What the task requires
What is needed here is an exact printout of the data, with no pictures included.

Extracted data
------------------------------

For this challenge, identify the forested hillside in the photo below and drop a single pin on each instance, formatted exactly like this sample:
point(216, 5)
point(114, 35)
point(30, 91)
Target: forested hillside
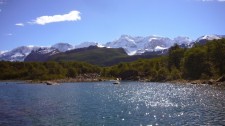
point(200, 62)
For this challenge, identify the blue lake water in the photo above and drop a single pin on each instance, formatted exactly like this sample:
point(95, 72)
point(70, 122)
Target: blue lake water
point(102, 103)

------------------------------

Written response
For this challenge, identify the forested hillside in the photo below and drop a single pin on each instance, formatted exactly like this sample:
point(216, 5)
point(114, 35)
point(30, 91)
Target: forested hillside
point(200, 62)
For this challenge, identify the blue lake water in the photo above and drop a single pin on each instance, formatted exactly like this sample:
point(95, 72)
point(70, 122)
Target: blue lake water
point(102, 103)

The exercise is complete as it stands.